[Saved entries]
———

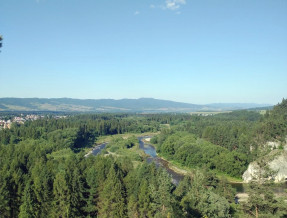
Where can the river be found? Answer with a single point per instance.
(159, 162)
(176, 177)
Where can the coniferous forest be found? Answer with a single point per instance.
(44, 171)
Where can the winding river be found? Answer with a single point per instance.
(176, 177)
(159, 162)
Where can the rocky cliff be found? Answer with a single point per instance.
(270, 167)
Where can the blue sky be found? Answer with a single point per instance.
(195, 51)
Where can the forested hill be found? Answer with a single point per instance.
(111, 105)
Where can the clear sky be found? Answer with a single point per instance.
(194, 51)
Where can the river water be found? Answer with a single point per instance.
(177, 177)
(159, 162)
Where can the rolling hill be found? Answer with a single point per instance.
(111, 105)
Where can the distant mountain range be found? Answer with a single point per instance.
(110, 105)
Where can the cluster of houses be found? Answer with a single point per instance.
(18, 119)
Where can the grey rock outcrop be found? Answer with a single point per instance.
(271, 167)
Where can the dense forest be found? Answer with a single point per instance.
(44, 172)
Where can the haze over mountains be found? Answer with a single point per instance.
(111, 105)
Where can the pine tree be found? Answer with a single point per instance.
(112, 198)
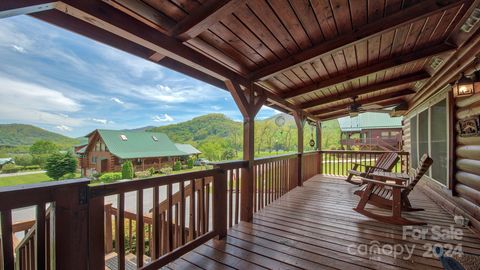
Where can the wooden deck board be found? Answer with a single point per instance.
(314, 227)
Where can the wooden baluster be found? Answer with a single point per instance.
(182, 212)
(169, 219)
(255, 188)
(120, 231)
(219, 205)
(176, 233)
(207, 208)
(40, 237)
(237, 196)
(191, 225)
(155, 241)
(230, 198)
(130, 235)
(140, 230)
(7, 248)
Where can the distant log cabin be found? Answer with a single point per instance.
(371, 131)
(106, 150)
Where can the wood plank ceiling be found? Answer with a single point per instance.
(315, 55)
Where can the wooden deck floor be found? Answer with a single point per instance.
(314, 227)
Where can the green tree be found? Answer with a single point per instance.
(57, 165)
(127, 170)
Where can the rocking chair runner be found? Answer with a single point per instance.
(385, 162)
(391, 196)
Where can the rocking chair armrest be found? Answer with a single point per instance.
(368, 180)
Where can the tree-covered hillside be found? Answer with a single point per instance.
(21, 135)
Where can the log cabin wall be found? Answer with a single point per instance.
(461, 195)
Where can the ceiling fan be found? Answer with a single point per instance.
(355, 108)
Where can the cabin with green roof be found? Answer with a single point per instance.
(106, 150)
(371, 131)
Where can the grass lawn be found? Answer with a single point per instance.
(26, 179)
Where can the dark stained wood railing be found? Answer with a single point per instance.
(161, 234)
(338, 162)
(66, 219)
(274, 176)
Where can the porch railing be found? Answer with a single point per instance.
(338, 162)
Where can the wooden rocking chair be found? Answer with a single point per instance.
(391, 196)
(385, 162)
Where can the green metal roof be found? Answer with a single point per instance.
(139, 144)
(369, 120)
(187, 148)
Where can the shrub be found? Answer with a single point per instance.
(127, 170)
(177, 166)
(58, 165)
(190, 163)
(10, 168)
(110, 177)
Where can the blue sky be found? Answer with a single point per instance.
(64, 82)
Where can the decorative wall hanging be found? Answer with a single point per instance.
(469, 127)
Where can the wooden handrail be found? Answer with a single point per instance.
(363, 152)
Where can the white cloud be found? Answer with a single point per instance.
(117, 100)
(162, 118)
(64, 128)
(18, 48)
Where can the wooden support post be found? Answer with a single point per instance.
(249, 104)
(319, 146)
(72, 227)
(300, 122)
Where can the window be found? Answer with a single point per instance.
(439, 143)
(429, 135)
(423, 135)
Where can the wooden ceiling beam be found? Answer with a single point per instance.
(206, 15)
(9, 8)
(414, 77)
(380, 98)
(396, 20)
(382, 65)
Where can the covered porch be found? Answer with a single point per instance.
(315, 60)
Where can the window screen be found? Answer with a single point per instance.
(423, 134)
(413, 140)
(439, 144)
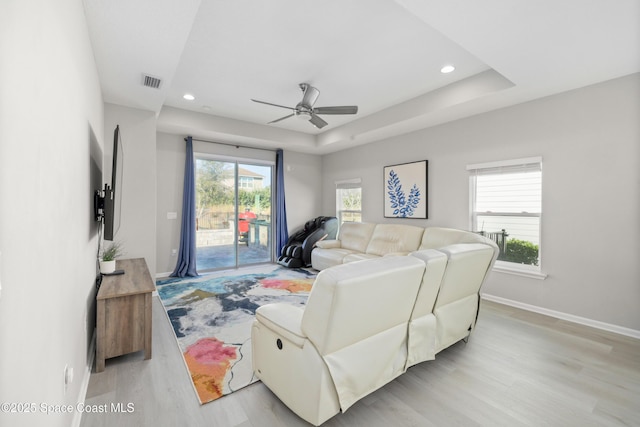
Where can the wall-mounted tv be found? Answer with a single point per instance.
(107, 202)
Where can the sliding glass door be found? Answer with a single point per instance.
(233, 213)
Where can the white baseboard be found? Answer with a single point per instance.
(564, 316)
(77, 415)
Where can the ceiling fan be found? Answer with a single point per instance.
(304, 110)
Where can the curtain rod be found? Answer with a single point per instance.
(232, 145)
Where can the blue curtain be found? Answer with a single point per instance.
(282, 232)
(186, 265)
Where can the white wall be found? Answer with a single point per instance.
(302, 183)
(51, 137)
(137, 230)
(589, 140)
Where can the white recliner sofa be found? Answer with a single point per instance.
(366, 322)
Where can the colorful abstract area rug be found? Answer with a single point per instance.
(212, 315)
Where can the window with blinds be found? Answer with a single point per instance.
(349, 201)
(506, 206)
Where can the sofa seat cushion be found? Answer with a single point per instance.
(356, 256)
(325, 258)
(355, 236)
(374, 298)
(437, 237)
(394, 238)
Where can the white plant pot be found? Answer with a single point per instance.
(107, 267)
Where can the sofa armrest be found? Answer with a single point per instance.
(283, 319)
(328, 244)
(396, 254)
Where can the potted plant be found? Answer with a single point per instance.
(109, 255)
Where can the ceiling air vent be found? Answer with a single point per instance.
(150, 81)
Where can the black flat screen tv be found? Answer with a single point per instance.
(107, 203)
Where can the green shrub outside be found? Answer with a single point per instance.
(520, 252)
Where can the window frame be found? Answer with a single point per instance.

———

◆ PROBLEM ◆
Reproduce the data above exactly, leaving each picture out.

◆ EXERCISE ANSWER ◆
Where can the river be found? Answer with a single point per instance.
(159, 162)
(176, 177)
Where can the coniferous forest be found? Answer with a single point per instance.
(44, 171)
Where can the winding river be found? Answer with a single point per instance.
(176, 177)
(159, 162)
Where can the rocky cliff be found? Answer with a single point per instance.
(270, 167)
Where can the blue sky be found? Answer with a single point per instance.
(195, 51)
Where can the forested hill be found? Answer with a single point per instance.
(111, 105)
Where can the clear sky be found? Answer with a single point per instance.
(194, 51)
Where can the river water be found? Answer with a single point per instance.
(177, 177)
(159, 162)
Where can the rolling hill be found? Answer with a single point per instance.
(111, 105)
Where can the distant mountain range be found? Answer with a single point per instance.
(110, 105)
Where can the cluster of houses be found? Answer with a single point per instance.
(18, 119)
Where can the grey rock outcrop be found? Answer with a single point per instance.
(271, 167)
Where can the dense forest be found? Answer with a single point per instance.
(44, 172)
Where can the haze over mountains be found? Answer with a single point per instance.
(111, 105)
Where can the pine tree be found? Answer with a single point per instance.
(112, 198)
Where can the wooden deck board be found? Answer with a single point per instance.
(314, 227)
Where can the wooden baluster be found? Answer with a single point per instance.
(182, 212)
(169, 219)
(255, 188)
(120, 231)
(219, 205)
(176, 233)
(207, 208)
(40, 237)
(237, 196)
(191, 225)
(155, 241)
(230, 198)
(130, 235)
(140, 230)
(7, 248)
Where can the distant log cabin be found? Answer with a single point per instance.
(371, 131)
(106, 150)
Where can the wood plank ceiling be found? Answer with a single point per instance.
(315, 55)
Where can the wooden deck floor be found? Answer with a single point per instance.
(314, 227)
Where can the green tree be found? Answer with a single point per instance.
(57, 165)
(127, 170)
Where can the rocking chair runner be found? Answer with a single point per instance.
(385, 162)
(391, 196)
Where can the rocking chair armrest be found? Answer with a single point per instance.
(368, 180)
Where can the tree-covered hillside be found? Answer with a single point per instance.
(21, 135)
Where can the log cabin wall be found? Answer with a single point per instance.
(461, 195)
Where can the ceiling fan be found? Answer with a single point per instance.
(355, 108)
Where can the cabin with green roof be found? Answer with a single point per instance.
(106, 150)
(371, 131)
Where can the grass lawn be found? Answer with a single point per instance.
(26, 179)
Where can the dark stained wood railing be found? Answer with a single point per instance.
(161, 234)
(338, 162)
(66, 219)
(274, 176)
Where can the porch railing be found? Answer with a single point per instance.
(338, 162)
Where can the wooden rocking chair be found? Answer with a single point per instance.
(391, 196)
(385, 162)
Where can the green metal roof be found? Answer with a single point per instance.
(139, 144)
(369, 120)
(187, 148)
Where can the shrub be found? Answer with a single point per instance.
(127, 170)
(177, 166)
(58, 165)
(190, 163)
(10, 168)
(110, 177)
Where can the blue sky be found? Answer with a single point per instance.
(64, 82)
Where can the decorative wall hanging be found? Answer with a single point per instance.
(469, 127)
Where can the wooden handrail be found? Answer with a single point per instance.
(363, 152)
Where can the white cloud be found? Answer with a single point per instance.
(117, 100)
(162, 118)
(64, 128)
(18, 48)
Where can the wooden support post be found? Answer with a single point per instance.
(249, 104)
(319, 146)
(72, 227)
(300, 122)
Where can the window be found? Answer with a single point per instance.
(439, 143)
(429, 135)
(423, 135)
Where can the wooden ceiling beam be found? Answer with a single point per instance.
(206, 15)
(9, 8)
(414, 77)
(380, 98)
(396, 20)
(382, 65)
Where can the covered porch be found? Answer with a single point per instance.
(315, 60)
Where can the window screen be found? Answer with a single point per instance.
(423, 134)
(413, 140)
(439, 144)
Where can the wall-mounted tv be found? Answer with a single point per instance.
(107, 202)
Where can the sliding glass door be found? Answer with a single point per instance.
(233, 213)
Where can the white baseboard be found? Answer with a single point per instance.
(564, 316)
(77, 415)
Where can the ceiling fan be found? Answer with a single point per instance.
(304, 110)
Where can the curtain rod be found? Answer with a single point per instance.
(232, 145)
Where can the blue curtain be found? Answer with a single point per instance.
(282, 232)
(186, 265)
Where can the white wall be found? Answer with a single point per instance.
(302, 183)
(51, 137)
(137, 230)
(589, 140)
Where can the white recliner sofa be found? Answer with a single point per instance.
(366, 322)
Where can the colorful abstract area rug be found? Answer with a single point per instance.
(212, 315)
Where can the window with blinds be found? Answer with a single point per instance.
(349, 201)
(506, 206)
Where can the sofa seat cushion be found? Answer with a single point per instance.
(356, 256)
(325, 258)
(355, 236)
(374, 298)
(437, 237)
(394, 238)
Where can the white plant pot be found? Answer with a single point per instance.
(107, 267)
Where can the sofa armrest be found? Answer with a single point per instance.
(283, 319)
(328, 244)
(396, 254)
Where can the potted plant be found? Answer with a single point per instance.
(109, 255)
Where can the ceiling air vent be found? Answer with a single point per instance.
(150, 81)
Where can the black flat screen tv be found? Answer with a single point per instance.
(107, 203)
Where can the green shrub outside be found? Answer with a single point per instance.
(520, 252)
Where can the window frame be found? Answer with a single point per instance.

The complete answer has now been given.